Region labeling records
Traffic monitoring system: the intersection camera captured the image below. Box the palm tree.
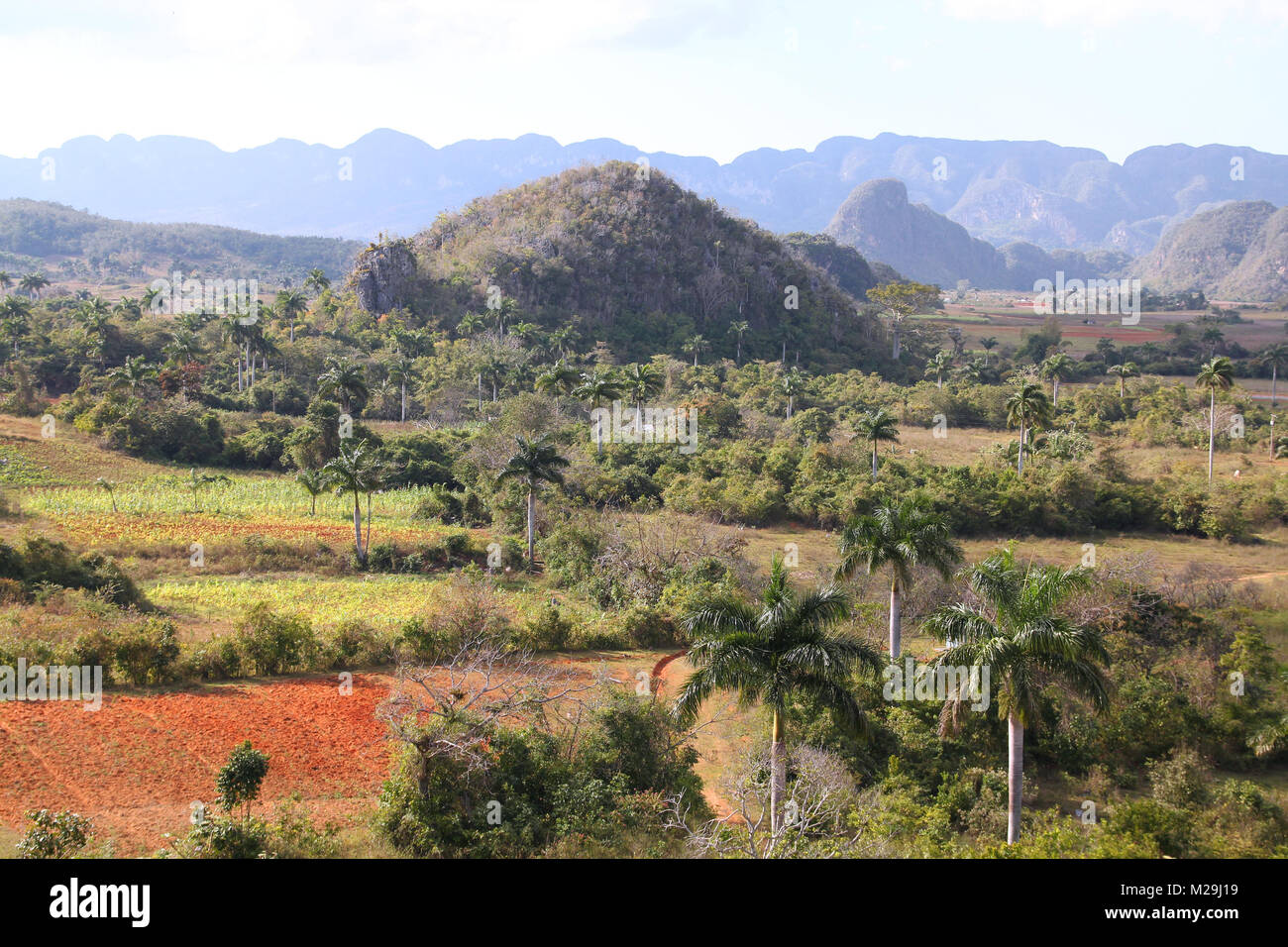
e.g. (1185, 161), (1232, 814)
(107, 356), (158, 395)
(1195, 356), (1234, 483)
(318, 359), (371, 414)
(304, 266), (331, 295)
(1038, 352), (1074, 407)
(94, 476), (119, 513)
(618, 364), (664, 434)
(496, 434), (568, 566)
(979, 335), (997, 368)
(836, 496), (962, 661)
(572, 368), (622, 454)
(1257, 342), (1288, 408)
(295, 471), (327, 517)
(389, 356), (416, 421)
(729, 320), (751, 365)
(273, 292), (309, 342)
(1105, 362), (1140, 398)
(322, 438), (380, 566)
(680, 334), (711, 368)
(923, 549), (1109, 844)
(926, 352), (952, 390)
(780, 368), (805, 421)
(18, 273), (49, 303)
(854, 407), (899, 479)
(1006, 378), (1055, 475)
(675, 557), (881, 836)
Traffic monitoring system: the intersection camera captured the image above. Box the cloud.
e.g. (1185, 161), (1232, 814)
(943, 0), (1288, 31)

WHAT TO DO: Write out every line of the records above word for word, omitting the pictures.

SOLUTION FOR THIS TASK:
Traffic monitoring system: the intersection camera captured the image below. Box the palm tree.
e.g. (1185, 161), (1232, 814)
(107, 356), (158, 395)
(1195, 356), (1234, 483)
(318, 359), (371, 414)
(304, 266), (331, 295)
(1038, 352), (1074, 407)
(94, 476), (119, 513)
(618, 364), (664, 434)
(496, 434), (568, 566)
(979, 335), (997, 368)
(836, 496), (962, 661)
(572, 368), (622, 454)
(1257, 342), (1288, 408)
(295, 471), (327, 517)
(389, 356), (416, 421)
(729, 320), (751, 365)
(273, 292), (309, 342)
(1105, 362), (1140, 398)
(322, 438), (380, 566)
(680, 334), (711, 368)
(923, 549), (1109, 844)
(926, 352), (952, 390)
(780, 368), (805, 421)
(18, 273), (49, 303)
(854, 407), (899, 479)
(1006, 378), (1055, 475)
(675, 557), (881, 836)
Traffic monitoring system: the intersection camera captured the image above. Box the cloud.
e.g. (1185, 161), (1232, 814)
(943, 0), (1288, 31)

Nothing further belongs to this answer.